### WORK ORDER
For the entries that follow, restate word for word the line containing "Q: Locate a point on each instance of the dark green", the line containing "Q: Locate a point on each instance of the broad", and every line that lies between them.

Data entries
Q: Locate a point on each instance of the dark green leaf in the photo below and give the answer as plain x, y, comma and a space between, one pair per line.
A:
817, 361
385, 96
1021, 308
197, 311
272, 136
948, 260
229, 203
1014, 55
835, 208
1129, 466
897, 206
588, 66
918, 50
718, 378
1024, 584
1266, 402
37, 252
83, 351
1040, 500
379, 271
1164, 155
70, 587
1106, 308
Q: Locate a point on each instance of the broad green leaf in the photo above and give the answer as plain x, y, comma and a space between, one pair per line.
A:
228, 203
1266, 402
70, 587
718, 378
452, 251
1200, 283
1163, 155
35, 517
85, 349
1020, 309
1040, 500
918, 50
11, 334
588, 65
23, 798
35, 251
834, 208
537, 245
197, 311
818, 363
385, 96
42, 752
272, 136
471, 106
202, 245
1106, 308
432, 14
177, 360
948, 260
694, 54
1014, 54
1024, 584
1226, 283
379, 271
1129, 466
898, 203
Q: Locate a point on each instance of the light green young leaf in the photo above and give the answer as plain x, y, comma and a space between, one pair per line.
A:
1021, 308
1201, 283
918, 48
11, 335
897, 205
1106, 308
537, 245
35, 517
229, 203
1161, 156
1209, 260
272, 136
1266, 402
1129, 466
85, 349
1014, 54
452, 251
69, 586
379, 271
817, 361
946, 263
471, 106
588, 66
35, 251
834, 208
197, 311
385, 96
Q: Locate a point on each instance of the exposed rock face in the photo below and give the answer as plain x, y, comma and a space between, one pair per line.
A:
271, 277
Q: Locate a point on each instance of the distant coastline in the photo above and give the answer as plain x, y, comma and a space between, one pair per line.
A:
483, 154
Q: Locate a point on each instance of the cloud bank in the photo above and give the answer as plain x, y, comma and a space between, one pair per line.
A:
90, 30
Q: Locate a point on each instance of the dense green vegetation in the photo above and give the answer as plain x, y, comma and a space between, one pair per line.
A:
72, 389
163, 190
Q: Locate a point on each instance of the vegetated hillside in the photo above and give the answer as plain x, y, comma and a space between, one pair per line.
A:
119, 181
...
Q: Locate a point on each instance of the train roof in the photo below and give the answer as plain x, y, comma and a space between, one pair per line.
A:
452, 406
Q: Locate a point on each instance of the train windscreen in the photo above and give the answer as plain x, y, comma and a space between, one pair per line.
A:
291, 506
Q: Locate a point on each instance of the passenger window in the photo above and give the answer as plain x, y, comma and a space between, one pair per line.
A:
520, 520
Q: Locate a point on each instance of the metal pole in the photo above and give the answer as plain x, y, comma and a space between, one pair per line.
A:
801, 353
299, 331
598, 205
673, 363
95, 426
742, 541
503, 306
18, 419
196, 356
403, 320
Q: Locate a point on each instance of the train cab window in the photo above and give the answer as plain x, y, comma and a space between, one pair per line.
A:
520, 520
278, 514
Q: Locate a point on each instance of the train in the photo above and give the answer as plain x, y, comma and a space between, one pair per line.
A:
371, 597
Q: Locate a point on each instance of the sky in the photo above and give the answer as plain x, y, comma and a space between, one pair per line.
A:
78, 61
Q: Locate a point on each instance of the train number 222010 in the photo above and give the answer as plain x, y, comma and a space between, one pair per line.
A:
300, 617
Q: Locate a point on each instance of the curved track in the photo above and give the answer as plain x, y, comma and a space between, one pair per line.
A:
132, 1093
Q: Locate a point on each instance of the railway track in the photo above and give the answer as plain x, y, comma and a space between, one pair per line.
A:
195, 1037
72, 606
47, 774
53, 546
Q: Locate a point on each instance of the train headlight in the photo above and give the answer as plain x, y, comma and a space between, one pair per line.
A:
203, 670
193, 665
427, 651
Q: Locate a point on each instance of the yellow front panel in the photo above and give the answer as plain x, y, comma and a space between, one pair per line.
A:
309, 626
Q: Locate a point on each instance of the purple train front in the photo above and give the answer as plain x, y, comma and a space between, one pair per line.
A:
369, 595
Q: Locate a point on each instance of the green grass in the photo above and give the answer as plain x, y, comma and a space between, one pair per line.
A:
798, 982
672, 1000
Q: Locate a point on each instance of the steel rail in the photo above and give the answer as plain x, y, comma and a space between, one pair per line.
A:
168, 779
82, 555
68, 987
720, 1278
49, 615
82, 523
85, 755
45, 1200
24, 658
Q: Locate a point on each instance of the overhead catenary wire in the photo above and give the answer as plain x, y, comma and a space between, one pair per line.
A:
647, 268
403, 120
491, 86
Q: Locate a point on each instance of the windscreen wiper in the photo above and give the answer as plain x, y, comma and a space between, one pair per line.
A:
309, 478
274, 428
...
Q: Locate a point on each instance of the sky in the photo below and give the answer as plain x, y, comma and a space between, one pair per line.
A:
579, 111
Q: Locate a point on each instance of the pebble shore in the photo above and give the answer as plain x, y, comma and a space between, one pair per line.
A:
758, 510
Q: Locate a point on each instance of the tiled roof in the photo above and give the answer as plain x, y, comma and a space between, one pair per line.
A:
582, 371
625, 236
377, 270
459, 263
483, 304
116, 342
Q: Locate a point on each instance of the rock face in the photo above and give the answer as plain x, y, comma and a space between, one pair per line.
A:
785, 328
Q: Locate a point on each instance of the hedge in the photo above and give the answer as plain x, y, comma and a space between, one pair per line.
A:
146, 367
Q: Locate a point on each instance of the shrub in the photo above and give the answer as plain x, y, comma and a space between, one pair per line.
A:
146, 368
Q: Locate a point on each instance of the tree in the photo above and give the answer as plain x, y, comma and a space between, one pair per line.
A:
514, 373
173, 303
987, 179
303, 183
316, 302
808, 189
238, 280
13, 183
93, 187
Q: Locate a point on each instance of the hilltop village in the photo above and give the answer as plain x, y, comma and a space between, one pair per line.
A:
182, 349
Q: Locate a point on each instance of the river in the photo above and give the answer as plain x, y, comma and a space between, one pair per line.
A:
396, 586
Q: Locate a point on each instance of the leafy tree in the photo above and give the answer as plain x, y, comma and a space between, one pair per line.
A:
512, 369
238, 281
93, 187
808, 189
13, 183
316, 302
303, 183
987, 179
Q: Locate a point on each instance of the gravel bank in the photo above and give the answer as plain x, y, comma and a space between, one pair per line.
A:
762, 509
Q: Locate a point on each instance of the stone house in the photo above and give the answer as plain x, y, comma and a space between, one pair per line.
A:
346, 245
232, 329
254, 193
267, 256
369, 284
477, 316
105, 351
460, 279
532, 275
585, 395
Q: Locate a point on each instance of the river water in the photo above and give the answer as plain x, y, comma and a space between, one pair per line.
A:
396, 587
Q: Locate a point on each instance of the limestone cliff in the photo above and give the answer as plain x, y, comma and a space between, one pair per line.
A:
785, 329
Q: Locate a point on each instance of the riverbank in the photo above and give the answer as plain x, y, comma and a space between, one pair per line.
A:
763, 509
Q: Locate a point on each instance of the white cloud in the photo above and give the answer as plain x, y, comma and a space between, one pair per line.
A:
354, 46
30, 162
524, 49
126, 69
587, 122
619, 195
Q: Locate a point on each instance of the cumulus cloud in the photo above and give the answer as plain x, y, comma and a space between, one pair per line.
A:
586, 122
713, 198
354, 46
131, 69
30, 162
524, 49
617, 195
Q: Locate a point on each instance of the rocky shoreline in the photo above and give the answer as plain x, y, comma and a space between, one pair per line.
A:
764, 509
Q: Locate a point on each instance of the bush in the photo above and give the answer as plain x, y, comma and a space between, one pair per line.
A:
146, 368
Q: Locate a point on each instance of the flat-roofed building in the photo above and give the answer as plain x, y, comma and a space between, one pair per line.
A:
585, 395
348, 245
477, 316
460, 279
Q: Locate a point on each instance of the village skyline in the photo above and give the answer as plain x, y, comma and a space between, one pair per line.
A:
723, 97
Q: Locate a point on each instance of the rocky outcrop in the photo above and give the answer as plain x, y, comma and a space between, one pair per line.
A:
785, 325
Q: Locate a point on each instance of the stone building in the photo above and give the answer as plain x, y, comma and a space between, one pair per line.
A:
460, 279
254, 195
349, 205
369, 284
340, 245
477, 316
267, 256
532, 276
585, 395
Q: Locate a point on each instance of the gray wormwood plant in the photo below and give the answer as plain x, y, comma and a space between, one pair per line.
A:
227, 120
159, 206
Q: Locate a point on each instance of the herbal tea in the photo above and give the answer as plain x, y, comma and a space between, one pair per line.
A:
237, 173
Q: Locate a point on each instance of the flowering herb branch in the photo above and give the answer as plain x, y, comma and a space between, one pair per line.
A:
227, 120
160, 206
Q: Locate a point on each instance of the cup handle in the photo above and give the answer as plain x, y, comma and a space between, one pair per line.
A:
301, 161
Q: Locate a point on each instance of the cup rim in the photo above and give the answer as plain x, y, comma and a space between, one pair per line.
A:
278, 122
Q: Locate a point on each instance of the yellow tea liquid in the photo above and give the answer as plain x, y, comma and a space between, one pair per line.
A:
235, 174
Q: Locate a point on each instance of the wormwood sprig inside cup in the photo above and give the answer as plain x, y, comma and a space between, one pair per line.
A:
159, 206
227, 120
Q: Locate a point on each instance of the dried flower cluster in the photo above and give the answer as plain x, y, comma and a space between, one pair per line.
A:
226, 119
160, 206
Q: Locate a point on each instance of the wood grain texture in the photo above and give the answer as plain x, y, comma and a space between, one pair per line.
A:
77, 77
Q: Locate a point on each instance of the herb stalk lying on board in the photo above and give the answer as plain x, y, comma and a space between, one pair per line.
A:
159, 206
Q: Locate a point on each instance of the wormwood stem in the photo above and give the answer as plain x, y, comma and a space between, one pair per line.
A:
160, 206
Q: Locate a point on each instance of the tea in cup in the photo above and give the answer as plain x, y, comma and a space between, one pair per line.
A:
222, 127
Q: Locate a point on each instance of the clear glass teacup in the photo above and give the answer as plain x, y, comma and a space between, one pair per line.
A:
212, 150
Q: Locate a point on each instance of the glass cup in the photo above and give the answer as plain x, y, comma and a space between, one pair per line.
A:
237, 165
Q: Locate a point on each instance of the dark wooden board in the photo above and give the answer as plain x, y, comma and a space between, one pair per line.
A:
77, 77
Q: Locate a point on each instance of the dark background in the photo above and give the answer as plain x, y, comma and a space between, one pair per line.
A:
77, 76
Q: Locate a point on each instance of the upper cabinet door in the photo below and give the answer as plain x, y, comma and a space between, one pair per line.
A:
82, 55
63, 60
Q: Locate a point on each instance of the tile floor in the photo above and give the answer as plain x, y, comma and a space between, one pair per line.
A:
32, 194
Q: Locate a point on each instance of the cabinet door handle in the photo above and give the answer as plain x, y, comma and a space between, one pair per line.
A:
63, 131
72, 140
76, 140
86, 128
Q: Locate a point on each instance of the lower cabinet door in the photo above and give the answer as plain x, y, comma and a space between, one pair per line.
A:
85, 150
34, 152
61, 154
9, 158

### EXERCISE ANSWER
Q: Locate a point on each instance of the dark green leaf in the photo below and give the answer as plain x, y, comma and a space between, one pair per line.
A:
817, 361
385, 96
1021, 308
197, 311
272, 136
948, 260
229, 203
1014, 55
835, 208
1129, 466
897, 206
588, 66
918, 50
718, 378
1024, 584
1266, 402
37, 252
83, 351
1040, 500
379, 271
1164, 155
70, 587
1106, 308
Q: Locate a point on each instance of the broad green leaf in the photo above and give the answer as plain x, y, comma and a space between, one pair per line.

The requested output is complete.